* **Document text**:
- Opening Delimiter -

I was going to write yesterday, but I used up all of my spoons celebrating! 🙂
They doctor’s appointment went very well. I don’t know why I didn’t just go to him at first. I guess I just didn’t want to deal with it. I just wanted it over. How rare could this really be? I’m sure that anybody in optometry could help. I was wrong. I was so wrong. When I went to the first doc I even asked, “Well this is pretty common now, right?” And he said Yes. So I figured I was good.
Whith my specialist I asked the same question and he said no. I am still one of the few. The first guy just didn’t want to make me feel weird. TOO Late!
Any who. The doc has me on new eye drops. They are actually gels. Or at least he kept calling them gels. Which is a little scary. Since I am still putting it in my eye 5 times a day. Or rather I will be when it comes in. They had to special order it. “It’s not something that we usually carry.” Was what the pharmacist said. So I will be on these for 2 weeks and then it is back to the docs.
And then the most exciting news. The news that sent me for a celebratory coffee and a little bit of dancing in a Starbucks. After the virus is quiet for 6 months to a year I can get a new eye!!!!!
Ok so not a whole new eye. I will still be my beautiful brown eyed self. 🙂
I will be eligible for a cornea transplant.
Sure, sure, sure, that sounds scary. Or at least I think that that is what my mom kept saying while I kept jumping up and down saying “Yeah!” in hushed screams. 🙂
Ok that’s enough smiley faces for one blog.
I am really, really excited. I don’t even know what it is like to have normal vision in both eyes. It has been bad like this since I was 7. I actually have started to wonder if it will make a difference. Is my left eye compensating so well that I won’t notice? I don’t know. I keep closing the good one and trying to focus with just my right eye, almost to remind myself how bad it is. It’s bad. I remember a time that I used to do that while reading.
“If I close my left eye can I still read this page?” For a while I could. Now I absolutely cannot. It’s a miracle that I can tell there are black fuzzy uneven lines that are PROBABLY words.
HAHA! I can look out of my telescope with my right eye! I know that sounds like a strange thing to be excited about. I always feel like such a freak using my left eye for those things though. Cameras, video cameras. Oh and right now, I can’t see 3D. It is totally lost on me. It just looks like a normal movie. Or when people have the 3D papers or shirts. Nothing. I don’t see anything different. In Disney people are all like “Wwoo” when something “Flies out of the screen.” I will totally admit that I pretended right along. But there was nothing. But after the surgery I’ll see it!!!!!!
OK I am totally getting ahead of myself. First thing is first. I need to put the virus back in it’s little hole. Then I need to do some super research. I don’t want to be scared or nervous about this. But I want to be very well informed.

- Closing Delimiter -

* **Dataset extract**:
- Opening Delimiter -

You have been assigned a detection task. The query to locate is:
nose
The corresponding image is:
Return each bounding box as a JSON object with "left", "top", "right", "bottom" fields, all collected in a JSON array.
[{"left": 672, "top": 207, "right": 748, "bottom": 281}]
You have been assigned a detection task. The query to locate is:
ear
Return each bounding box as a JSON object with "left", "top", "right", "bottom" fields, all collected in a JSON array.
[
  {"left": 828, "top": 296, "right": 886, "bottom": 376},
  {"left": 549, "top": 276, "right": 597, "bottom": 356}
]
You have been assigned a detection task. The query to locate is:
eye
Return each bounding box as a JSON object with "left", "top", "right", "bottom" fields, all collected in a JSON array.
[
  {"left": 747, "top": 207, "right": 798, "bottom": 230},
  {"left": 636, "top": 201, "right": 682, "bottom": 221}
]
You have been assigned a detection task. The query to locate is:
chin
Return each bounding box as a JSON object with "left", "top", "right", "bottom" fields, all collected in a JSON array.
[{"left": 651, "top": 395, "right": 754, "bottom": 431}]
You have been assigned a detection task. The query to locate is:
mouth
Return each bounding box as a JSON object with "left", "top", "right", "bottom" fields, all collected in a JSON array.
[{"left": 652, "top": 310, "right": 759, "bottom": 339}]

- Closing Delimiter -

* **Aim of the exercise**: Transcribe the stretch of the blog post about the cornea transplant from "Sure, sure, sure, that" through "for one blog.".

* **Answer to this problem**:
Sure, sure, sure, that sounds scary. Or at least I think that that is what my mom kept saying while I kept jumping up and down saying “Yeah!” in hushed screams. 🙂
Ok that’s enough smiley faces for one blog.